▶ _DIRECTION_:
Output the records from the line with "Detect building wall." to the line with "222, 143, 230, 159" as a two-column CSV with the columns instruction and boxes. Give one row per record, holding its text and its answer, and put each in a single quoted field with line breaks turned into spaces.

>>

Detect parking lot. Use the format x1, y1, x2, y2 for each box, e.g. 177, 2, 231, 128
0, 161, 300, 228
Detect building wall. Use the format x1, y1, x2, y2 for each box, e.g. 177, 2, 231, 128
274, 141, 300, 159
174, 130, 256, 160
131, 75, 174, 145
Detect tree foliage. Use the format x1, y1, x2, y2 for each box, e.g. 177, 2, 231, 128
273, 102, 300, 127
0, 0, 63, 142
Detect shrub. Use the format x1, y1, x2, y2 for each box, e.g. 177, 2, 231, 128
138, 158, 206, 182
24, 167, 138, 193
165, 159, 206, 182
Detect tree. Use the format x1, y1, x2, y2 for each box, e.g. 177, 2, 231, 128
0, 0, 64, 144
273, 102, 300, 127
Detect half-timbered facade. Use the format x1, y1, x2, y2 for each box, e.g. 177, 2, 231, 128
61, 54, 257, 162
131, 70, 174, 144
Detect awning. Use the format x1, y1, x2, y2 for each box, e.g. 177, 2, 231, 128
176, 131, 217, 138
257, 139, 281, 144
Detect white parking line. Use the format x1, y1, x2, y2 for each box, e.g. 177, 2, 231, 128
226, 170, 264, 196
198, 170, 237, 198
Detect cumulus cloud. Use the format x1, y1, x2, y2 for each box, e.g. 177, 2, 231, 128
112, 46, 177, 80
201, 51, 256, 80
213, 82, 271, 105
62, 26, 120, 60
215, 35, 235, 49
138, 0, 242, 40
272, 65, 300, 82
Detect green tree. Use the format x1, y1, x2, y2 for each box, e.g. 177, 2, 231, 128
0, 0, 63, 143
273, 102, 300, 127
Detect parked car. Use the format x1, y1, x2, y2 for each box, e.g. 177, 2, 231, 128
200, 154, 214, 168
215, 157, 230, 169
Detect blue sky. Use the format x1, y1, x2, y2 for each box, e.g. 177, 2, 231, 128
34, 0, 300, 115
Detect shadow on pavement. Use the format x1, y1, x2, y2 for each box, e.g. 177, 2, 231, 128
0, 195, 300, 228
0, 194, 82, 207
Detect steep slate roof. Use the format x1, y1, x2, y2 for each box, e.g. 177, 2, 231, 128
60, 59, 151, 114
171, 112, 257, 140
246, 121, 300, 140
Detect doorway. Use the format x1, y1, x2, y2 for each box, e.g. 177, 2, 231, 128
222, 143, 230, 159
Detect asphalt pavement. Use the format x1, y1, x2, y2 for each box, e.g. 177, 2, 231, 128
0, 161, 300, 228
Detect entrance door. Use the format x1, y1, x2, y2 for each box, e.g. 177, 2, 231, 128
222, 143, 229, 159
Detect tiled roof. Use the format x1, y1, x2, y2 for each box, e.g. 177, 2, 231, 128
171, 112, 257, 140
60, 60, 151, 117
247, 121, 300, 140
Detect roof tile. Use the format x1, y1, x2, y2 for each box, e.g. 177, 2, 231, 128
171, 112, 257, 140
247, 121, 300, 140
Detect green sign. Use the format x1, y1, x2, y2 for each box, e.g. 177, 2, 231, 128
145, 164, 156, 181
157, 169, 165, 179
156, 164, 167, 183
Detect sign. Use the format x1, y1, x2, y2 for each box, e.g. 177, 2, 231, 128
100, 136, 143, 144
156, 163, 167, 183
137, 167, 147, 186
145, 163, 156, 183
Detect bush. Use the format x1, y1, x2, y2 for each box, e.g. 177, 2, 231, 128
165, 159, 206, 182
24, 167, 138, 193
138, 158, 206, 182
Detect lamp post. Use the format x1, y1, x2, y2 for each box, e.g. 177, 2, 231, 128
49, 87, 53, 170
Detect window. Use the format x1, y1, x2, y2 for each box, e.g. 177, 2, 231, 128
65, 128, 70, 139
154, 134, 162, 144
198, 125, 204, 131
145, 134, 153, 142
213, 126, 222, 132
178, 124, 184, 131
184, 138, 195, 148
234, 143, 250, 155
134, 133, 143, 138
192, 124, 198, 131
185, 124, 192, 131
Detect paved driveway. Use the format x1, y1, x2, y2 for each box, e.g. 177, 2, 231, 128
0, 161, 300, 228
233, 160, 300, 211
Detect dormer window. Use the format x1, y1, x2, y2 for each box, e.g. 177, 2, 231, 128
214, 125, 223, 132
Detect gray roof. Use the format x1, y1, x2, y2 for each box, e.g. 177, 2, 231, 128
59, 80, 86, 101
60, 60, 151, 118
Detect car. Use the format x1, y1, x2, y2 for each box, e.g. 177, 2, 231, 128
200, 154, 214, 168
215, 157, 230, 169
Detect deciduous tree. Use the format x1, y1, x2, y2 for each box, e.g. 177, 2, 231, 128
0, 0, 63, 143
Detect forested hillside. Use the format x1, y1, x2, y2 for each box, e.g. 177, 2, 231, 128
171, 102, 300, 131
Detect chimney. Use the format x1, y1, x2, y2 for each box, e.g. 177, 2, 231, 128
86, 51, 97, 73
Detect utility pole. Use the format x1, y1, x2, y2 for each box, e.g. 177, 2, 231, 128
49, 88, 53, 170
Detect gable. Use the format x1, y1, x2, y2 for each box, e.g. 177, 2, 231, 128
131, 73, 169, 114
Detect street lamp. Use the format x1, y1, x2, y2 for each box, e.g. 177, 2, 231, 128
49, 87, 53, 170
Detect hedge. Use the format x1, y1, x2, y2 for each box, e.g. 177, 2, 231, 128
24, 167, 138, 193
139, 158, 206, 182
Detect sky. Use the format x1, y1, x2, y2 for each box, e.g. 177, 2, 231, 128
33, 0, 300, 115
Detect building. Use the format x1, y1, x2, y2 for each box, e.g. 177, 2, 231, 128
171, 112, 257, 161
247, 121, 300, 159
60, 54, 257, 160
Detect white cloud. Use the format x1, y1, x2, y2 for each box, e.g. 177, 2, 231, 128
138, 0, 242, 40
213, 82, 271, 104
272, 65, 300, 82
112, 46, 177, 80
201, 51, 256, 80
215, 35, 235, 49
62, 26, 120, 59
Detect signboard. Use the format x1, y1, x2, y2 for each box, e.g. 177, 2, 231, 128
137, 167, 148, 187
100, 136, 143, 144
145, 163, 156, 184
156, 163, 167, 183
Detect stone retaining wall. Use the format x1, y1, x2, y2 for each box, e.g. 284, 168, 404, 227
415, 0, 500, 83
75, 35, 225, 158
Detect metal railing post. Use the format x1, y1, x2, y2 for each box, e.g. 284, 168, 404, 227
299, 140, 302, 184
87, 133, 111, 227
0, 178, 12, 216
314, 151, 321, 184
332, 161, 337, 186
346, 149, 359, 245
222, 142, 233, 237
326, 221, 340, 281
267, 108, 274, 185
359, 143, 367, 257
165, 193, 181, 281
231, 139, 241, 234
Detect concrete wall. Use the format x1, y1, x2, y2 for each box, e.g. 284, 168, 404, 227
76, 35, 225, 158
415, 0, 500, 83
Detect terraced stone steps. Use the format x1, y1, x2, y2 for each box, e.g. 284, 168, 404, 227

<<

▶ _RESULT_:
instruction,boxes
"Detect building wall. Use the format x1, y1, x2, y2 for each box, e.g. 177, 2, 231, 128","274, 141, 300, 159 174, 130, 256, 160 131, 75, 174, 145"
"Detect tree foliage. Use the format x1, y1, x2, y2 for each box, e.g. 177, 2, 231, 128","273, 102, 300, 127 0, 0, 63, 142"
"Detect shrub. Use the format x1, y1, x2, y2 for each box, e.g. 177, 2, 231, 128","138, 158, 206, 182 24, 167, 138, 193 165, 159, 206, 182"
"Detect tree. Use the format x1, y1, x2, y2 for each box, e.g. 177, 2, 231, 128","0, 0, 64, 144 273, 102, 300, 127"
"Detect half-timbered facade. Use the format x1, y1, x2, y2 for each box, e.g. 177, 2, 231, 128","61, 54, 257, 162 131, 70, 174, 144"
"Detect awning. Use the format x1, y1, x2, y2 for each box, e.g. 177, 2, 231, 128","176, 131, 217, 138 257, 139, 281, 144"
"Detect white parking line. Use the format x1, y1, x2, y2 for each box, e.g. 177, 2, 231, 128","226, 170, 264, 196 198, 170, 237, 198"
"Detect cumulus cloud. Use the format x1, y1, x2, y2 for each box, e.g. 177, 2, 231, 128","112, 46, 177, 80 201, 51, 256, 80 213, 82, 271, 105 62, 26, 120, 60 215, 35, 235, 49 138, 0, 242, 40 272, 65, 300, 82"
"Detect green tree. Use the format x1, y1, x2, y2 for each box, e.g. 177, 2, 231, 128","0, 0, 63, 143 273, 102, 300, 127"
"Detect parked car. Use the format x1, y1, x2, y2 for each box, e.g. 177, 2, 231, 128","200, 154, 214, 168 215, 157, 230, 169"
"Detect blue sky. Use the format x1, y1, x2, y2 for each box, e.g. 177, 2, 231, 128","34, 0, 300, 115"
"Detect shadow on pavement. Use the format x1, y1, x2, y2 for each box, e.g. 177, 2, 231, 128","0, 195, 300, 228 0, 194, 82, 207"
"Detect steep slate roof. Use the format x1, y1, x2, y2 for each box, e.g. 177, 2, 231, 128","60, 59, 151, 114 171, 112, 257, 140 246, 121, 300, 140"
"Detect doorway. Use the format x1, y1, x2, y2 for each box, e.g. 177, 2, 231, 128","222, 143, 230, 159"